┌─ Supplied material

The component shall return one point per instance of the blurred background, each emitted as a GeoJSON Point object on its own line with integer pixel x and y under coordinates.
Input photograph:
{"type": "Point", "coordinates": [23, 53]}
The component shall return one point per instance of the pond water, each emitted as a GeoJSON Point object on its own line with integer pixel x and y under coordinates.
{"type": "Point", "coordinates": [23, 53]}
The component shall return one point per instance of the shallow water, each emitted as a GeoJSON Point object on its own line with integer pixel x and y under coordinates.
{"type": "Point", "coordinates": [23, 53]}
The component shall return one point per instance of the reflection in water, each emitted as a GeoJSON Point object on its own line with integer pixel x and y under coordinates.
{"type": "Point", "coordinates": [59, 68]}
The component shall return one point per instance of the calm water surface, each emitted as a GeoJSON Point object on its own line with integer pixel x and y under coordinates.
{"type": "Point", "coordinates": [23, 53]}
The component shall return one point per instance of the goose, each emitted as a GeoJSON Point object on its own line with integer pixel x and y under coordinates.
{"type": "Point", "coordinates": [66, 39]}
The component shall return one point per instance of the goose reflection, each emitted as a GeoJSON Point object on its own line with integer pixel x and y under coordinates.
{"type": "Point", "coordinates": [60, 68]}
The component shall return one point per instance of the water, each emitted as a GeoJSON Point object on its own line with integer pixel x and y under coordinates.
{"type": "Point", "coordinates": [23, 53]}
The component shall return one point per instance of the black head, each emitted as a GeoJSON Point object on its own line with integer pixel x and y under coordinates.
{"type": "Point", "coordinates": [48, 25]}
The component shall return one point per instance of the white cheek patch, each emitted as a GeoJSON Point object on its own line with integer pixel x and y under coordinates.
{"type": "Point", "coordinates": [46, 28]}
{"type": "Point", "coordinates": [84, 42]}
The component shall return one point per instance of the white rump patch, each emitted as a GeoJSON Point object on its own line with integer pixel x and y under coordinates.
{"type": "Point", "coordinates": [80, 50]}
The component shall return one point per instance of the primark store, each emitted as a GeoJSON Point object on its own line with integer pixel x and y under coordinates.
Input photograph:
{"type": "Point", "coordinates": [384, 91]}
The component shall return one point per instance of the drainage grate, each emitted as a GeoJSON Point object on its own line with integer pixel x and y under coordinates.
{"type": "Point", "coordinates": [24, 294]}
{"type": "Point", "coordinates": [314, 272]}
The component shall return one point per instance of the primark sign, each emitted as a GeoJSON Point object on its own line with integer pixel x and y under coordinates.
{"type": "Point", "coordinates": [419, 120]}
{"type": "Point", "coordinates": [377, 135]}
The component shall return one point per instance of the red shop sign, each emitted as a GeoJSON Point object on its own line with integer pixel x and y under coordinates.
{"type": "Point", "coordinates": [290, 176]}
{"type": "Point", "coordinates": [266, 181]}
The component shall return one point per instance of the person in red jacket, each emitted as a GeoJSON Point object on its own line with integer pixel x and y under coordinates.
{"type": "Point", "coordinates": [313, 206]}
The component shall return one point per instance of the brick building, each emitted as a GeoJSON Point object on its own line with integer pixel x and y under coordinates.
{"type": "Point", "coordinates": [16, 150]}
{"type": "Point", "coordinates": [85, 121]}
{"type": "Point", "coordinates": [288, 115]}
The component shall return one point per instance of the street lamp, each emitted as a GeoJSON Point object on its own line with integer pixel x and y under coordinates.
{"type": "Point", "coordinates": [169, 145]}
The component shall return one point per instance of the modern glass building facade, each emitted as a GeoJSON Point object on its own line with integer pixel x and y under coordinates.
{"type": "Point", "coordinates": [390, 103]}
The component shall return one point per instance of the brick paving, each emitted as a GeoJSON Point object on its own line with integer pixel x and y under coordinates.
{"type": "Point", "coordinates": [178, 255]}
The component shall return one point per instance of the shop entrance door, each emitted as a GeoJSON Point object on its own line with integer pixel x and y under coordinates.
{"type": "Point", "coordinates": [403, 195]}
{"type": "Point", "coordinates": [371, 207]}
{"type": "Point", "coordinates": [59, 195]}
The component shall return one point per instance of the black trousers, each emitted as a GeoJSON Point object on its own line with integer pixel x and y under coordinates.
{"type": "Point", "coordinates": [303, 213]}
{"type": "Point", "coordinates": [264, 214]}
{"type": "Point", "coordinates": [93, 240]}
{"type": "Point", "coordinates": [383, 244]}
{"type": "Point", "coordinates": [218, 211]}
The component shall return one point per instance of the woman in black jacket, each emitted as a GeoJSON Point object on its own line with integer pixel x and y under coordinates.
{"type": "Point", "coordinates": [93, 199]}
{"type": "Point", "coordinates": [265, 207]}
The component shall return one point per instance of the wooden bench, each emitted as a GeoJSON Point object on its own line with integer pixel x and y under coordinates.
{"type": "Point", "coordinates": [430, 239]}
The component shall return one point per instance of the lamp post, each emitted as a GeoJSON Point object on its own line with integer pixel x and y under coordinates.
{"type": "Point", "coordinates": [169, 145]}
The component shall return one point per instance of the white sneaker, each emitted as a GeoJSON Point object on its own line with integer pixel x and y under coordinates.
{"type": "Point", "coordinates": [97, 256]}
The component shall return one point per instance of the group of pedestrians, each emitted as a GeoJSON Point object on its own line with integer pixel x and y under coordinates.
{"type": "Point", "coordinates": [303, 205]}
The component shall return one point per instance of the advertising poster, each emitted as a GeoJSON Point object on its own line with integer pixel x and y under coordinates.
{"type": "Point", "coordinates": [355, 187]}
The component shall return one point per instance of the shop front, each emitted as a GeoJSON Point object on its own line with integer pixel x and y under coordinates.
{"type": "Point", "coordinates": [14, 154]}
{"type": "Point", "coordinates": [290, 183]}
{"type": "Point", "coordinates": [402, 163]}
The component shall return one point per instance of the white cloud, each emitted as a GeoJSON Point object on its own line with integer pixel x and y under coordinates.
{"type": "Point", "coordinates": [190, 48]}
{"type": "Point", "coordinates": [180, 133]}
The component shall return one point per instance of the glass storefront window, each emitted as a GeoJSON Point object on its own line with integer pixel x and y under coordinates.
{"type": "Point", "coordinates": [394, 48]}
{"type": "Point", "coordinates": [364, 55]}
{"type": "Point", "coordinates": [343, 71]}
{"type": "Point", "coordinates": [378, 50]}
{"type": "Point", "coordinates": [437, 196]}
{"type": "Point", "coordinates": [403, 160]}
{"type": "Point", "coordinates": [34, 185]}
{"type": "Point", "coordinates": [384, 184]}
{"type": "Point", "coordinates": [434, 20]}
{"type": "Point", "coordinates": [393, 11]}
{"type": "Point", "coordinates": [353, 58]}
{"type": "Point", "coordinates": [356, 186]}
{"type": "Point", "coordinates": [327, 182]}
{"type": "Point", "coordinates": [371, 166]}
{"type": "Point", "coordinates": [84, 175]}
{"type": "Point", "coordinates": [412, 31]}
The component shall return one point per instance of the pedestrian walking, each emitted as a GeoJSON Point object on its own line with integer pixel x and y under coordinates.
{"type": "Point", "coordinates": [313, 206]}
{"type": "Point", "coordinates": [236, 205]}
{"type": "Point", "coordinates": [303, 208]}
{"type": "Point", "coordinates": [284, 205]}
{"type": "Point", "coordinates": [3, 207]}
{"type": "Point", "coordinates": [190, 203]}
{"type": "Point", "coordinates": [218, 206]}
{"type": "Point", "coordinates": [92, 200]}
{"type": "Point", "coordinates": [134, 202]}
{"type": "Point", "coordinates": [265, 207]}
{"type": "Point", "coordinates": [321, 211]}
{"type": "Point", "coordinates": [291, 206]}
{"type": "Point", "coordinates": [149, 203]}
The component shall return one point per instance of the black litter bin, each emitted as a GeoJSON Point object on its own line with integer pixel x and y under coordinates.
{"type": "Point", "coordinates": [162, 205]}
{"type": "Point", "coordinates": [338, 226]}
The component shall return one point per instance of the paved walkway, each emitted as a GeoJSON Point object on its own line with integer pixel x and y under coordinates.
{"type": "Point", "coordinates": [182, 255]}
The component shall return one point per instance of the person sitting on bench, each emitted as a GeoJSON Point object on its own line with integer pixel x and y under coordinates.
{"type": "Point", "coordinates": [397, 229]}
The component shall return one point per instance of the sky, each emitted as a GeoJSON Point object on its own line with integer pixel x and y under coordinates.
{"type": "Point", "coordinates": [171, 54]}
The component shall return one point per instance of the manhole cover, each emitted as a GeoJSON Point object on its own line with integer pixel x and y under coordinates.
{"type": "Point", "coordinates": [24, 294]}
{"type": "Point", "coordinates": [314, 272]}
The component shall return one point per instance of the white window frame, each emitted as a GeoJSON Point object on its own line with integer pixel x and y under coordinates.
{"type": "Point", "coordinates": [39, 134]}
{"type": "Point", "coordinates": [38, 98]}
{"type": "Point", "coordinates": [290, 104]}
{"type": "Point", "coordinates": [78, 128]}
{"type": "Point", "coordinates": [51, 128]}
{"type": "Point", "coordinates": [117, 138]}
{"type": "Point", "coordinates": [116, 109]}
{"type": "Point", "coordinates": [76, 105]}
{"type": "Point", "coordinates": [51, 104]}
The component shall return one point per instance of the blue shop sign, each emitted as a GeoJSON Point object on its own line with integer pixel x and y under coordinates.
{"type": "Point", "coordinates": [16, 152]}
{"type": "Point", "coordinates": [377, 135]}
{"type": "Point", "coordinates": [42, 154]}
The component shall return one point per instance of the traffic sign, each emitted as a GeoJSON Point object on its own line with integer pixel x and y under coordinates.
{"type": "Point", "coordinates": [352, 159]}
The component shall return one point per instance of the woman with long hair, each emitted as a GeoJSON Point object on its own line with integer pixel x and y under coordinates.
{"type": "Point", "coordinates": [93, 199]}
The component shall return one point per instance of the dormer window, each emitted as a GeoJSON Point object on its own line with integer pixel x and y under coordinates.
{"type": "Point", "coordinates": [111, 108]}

└─

# Exercise instructions:
From the line holding "The component shall return one point per instance of the blue" down to the last line of the records above, restate each line exactly as written.

# Expected answer:
The component shall return one point per instance of the blue shop sign, each emitted as a GeoJSON Point object on its own line with integer pixel x and y under coordinates.
{"type": "Point", "coordinates": [16, 152]}
{"type": "Point", "coordinates": [377, 135]}
{"type": "Point", "coordinates": [42, 154]}
The component shall return one point per instance of the traffic sign, each emitted as a GeoJSON Point object on its own line with integer pixel x and y under coordinates.
{"type": "Point", "coordinates": [352, 159]}
The component shall return one point per instance of the woman with long hair, each emitted as a GeoJSON Point object on its own line with integer pixel x and y under coordinates.
{"type": "Point", "coordinates": [93, 199]}
The component shall return one point per instance of the dormer window, each emitted as a GeoJSON Point object on its own line with integer pixel x and y under coordinates.
{"type": "Point", "coordinates": [111, 108]}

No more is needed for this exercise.